> Excerpted passage:
>> start

Google Data Analytics: Case Study 1 (using RStudio)

Joe Yong
12 min readMay 19, 2022

--

Hello! Over the course of a month, I've been working on completing the Google Data Analytics Professional Certificate on Coursera. While it was challenging and stressful at times, it was also a great learning experience!

This article would be sharing how I approached this case study, and for my choice of weapon, I would be using RStudio and Tableau in this article. I will be publishing a separate article using BigQuery SQL instead.

Before we start, I will be using my understanding of the analysis process which is: Ask, Prepare, Process, Analyze, Share & Act.

Scenario

You are a junior data analyst working in the marketing analyst team at Cyclistic, a bike-sharing company in Chicago. Moreno (director of marketing) believes the company’s future success depends on maximizing the number of annual memberships.

Our goal is to design marketing strategies aimed at converting casual riders into annual members. In order to do that, we need to understand how casual riders and annual members use Cyclistic bikes differently.

About the company

Until now, Cyclistic’s marketing strategy relied on building general awareness and appealing to broad consumer segments. One approach that helped make these things possible was the flexibility of its pricing plans: single-ride passes, full-day passes, and annual memberships. Customers who purchase single-ride or full-day passes are referred to as casual riders. Customers who purchase annual memberships are Cyclistic members.

Cyclistic’s finance analysts have concluded that annual members are much more profitable than casual riders. Although the pricing flexibility helps Cyclistic attract more customers, Moreno believes that maximizing the number of annual members will be key to future growth. Rather than creating a marketing campaign that targets all-new customers, Moreno believes there is a very good chance to convert casual riders into members. She notes that casual riders are already aware of the Cyclistic program and have chosen Cyclistic for their mobility needs.

Moreno has set a clear goal: Design marketing strategies aimed at converting casual riders into annual members. In order to do that, however, the marketing analyst team needs to better understand how annual members and casual riders differ, why casual riders would buy a membership, and how digital media could affect their marketing tactics. Moreno and her team are interested in analyzing the Cyclistic historical bike trip data to identify trends.

>> end

> Extracted entries:

>> start

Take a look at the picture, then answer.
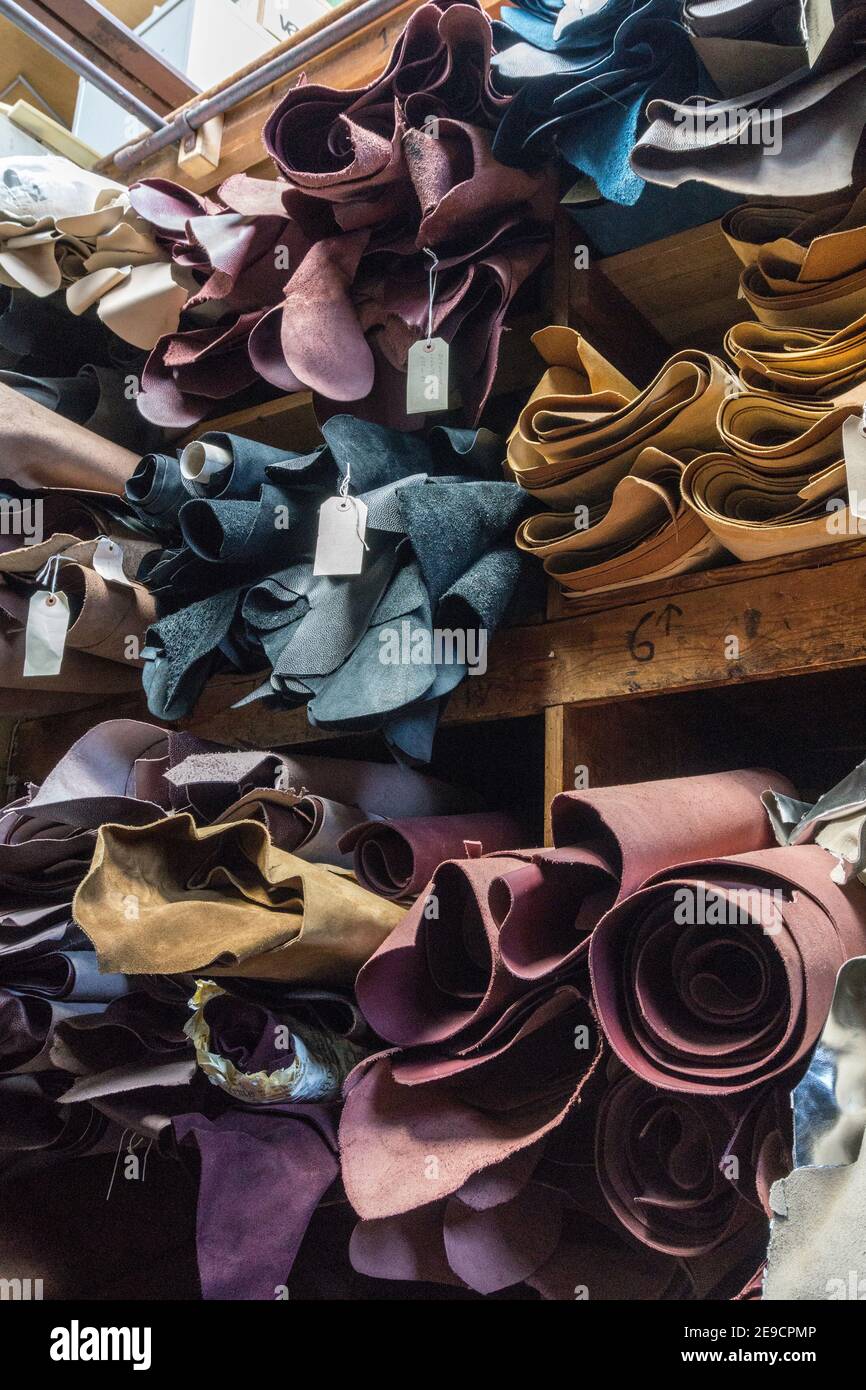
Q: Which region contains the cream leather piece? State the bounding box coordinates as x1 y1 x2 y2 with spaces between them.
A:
683 393 858 560
630 57 866 197
683 453 851 560
724 314 866 406
507 324 638 482
509 343 737 510
517 449 726 598
719 392 856 471
692 35 808 96
763 1106 866 1302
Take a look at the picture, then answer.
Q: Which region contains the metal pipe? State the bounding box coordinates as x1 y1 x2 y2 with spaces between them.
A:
0 0 165 131
114 0 403 172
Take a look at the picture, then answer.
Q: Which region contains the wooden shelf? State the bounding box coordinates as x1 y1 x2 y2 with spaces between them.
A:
594 222 752 353
104 0 500 193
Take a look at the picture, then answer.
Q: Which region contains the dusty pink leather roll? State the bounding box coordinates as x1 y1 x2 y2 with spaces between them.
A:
356 770 794 1048
589 845 866 1095
356 849 617 1056
339 812 525 898
595 1073 791 1257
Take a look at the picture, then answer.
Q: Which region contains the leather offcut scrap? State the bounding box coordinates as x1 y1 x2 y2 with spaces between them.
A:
72 813 403 984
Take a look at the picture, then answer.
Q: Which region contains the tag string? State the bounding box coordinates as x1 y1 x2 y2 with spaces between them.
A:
424 246 439 348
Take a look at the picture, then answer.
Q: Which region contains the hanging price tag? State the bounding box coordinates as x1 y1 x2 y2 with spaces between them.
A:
24 589 70 676
313 496 367 575
92 535 132 588
801 0 835 68
406 338 448 416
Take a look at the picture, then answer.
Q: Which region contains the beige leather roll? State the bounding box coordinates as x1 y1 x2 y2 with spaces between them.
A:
509 335 737 510
724 314 866 406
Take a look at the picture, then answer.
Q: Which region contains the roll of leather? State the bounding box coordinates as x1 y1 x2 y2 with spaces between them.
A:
339 812 525 898
509 334 735 510
721 192 866 332
589 845 866 1095
217 787 375 867
724 314 866 406
165 746 473 820
72 813 403 984
341 984 601 1223
516 449 726 596
356 771 790 1054
683 392 858 560
683 453 858 560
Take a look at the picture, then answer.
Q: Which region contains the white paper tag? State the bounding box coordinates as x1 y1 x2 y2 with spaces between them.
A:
842 416 866 518
406 338 448 416
802 0 835 68
24 589 70 676
313 498 367 575
93 535 132 588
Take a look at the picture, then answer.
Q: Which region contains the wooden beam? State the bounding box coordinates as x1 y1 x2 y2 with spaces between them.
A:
598 222 752 353
104 0 500 193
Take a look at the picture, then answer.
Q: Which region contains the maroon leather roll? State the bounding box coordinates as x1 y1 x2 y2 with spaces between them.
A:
589 845 866 1095
339 812 525 898
595 1073 791 1258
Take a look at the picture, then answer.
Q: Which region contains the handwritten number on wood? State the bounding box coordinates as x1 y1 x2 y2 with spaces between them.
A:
628 603 683 662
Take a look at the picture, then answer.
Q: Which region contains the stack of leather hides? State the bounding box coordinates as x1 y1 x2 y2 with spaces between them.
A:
507 312 866 598
0 286 164 453
0 720 525 1298
630 0 866 202
0 384 525 760
341 771 866 1298
507 327 735 596
6 745 866 1300
0 154 180 349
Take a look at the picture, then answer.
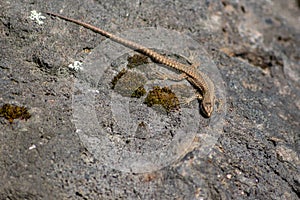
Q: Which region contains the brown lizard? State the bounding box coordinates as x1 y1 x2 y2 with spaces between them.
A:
46 12 215 117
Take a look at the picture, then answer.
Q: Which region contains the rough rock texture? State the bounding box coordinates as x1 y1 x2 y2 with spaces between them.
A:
0 0 300 199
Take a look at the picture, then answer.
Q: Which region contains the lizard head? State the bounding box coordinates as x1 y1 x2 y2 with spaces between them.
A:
201 97 214 118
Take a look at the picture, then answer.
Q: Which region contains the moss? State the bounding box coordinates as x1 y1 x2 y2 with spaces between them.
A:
127 54 149 69
131 86 146 98
111 68 127 89
144 86 179 113
0 104 31 123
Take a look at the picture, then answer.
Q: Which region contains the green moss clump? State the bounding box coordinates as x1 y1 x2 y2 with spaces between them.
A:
127 54 149 69
111 68 127 89
0 104 31 123
144 86 179 113
131 86 146 98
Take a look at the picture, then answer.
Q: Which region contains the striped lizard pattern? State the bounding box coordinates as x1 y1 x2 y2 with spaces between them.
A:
46 12 215 118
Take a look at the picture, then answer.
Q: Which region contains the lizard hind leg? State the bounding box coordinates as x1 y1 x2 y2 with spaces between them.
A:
179 93 203 105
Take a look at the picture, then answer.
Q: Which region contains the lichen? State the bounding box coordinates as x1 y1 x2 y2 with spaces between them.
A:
131 86 146 98
111 68 127 89
0 104 31 123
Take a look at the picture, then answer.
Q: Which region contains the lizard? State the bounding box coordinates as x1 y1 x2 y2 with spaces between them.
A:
46 12 215 118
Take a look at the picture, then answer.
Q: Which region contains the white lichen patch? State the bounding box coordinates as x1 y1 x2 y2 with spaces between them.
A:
68 61 83 71
29 10 46 25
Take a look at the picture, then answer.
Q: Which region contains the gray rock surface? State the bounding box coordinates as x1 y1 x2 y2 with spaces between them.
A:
0 0 300 199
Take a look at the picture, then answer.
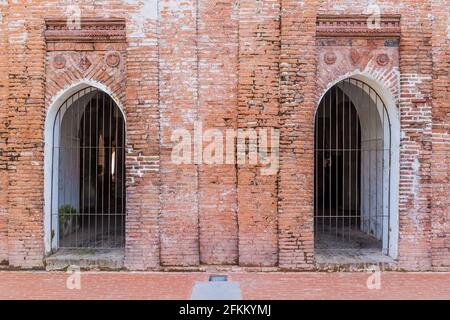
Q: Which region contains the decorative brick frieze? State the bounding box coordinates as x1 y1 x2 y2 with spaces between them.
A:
45 18 126 43
317 14 401 38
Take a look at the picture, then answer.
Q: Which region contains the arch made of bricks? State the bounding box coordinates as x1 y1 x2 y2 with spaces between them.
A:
313 71 401 259
44 79 127 255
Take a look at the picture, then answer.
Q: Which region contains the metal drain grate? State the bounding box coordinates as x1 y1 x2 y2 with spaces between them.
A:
209 275 228 282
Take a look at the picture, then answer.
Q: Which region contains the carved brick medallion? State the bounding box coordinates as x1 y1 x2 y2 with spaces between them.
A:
324 52 337 65
53 54 67 69
377 53 390 67
105 51 120 68
350 48 361 64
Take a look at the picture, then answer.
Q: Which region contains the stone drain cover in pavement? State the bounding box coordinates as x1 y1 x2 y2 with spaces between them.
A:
191 276 242 300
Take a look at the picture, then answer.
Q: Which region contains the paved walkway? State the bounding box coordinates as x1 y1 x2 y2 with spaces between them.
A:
0 271 450 300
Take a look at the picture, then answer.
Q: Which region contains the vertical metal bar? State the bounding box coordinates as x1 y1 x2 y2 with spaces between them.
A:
94 91 100 247
114 105 119 247
327 81 333 234
100 92 106 248
320 94 327 234
374 93 383 239
107 96 113 247
333 85 340 240
347 79 353 240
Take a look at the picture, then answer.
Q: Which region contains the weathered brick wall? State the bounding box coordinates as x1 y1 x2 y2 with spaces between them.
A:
431 0 450 269
320 0 436 269
0 0 450 270
278 0 320 269
197 0 239 265
237 0 280 266
0 1 9 263
7 1 45 268
159 0 200 266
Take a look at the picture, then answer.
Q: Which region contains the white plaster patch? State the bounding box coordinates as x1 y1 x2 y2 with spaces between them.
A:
125 0 158 39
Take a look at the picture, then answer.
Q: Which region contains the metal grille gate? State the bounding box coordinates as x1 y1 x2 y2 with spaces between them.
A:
315 78 391 254
52 87 126 249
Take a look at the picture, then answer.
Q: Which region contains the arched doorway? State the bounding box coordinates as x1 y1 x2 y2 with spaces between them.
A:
314 78 396 256
51 87 126 250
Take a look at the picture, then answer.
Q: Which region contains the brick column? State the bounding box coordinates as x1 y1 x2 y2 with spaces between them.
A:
125 1 161 270
198 0 238 265
399 2 433 270
238 0 280 266
278 0 318 269
0 2 9 264
159 0 199 266
431 0 450 270
7 0 45 268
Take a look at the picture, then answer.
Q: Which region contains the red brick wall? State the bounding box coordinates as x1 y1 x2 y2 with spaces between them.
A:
197 0 239 265
431 0 450 269
0 2 9 263
0 0 450 270
278 0 319 269
237 0 280 266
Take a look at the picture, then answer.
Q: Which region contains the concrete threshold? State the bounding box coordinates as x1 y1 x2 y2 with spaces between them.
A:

>> end

> Written task A: Reproduce verbatim the passage of the Cyclistic case study article from "Until now, Cyclistic’s" up to and including "are Cyclistic members.".
> Written task B: Write the next part of the Cyclistic case study article, picking up after its final sentence.

> Response A:
Until now, Cyclistic’s marketing strategy relied on building general awareness and appealing to broad consumer segments. One approach that helped make these things possible was the flexibility of its pricing plans: single-ride passes, full-day passes, and annual memberships. Customers who purchase single-ride or full-day passes are referred to as casual riders. Customers who purchase annual memberships are Cyclistic members.

> Response B:
Ask

These are the questions/business task that would guide the future of the marketing program:

  1. To understand how annual members and casual riders use our Cyclistic bikes differently
  2. Why would casual members upgrade to annual memberships
  3. How can Cyclistic use digital media to influence casual riders to become members?

Prepare

We will be using Cyclistics historical trip data (here) from 2021 January till 2021 December (202101-divvy-tripdata.zip -> 202112-divvy-tripdata.zip). We will be extracting all of our files into a folder “Divvy_Monthlytripdata” to organize and provide context.

We will also be renaming the files to represent the data more clearly, it would also help with readability for other team members. Below is how I would do so:

(202101-divvy-tripdata.csv) -> (2021_01.csv)

(202102-divvy_tripdata.csv) -> (2021_02.csv)

and so on.

As a disclaimer, the data has been made available by Motivate International Inc. under this license

Process

In order to process the 5,595,063 total records, spreadsheets wouldn’t be able to handle the sheer amount of data. In this case, we would be using Rstudio instead.

Firstly, we would need to install & load the packages required for this process, which in this case will be: Tidyverse, Janitor & Lubridate.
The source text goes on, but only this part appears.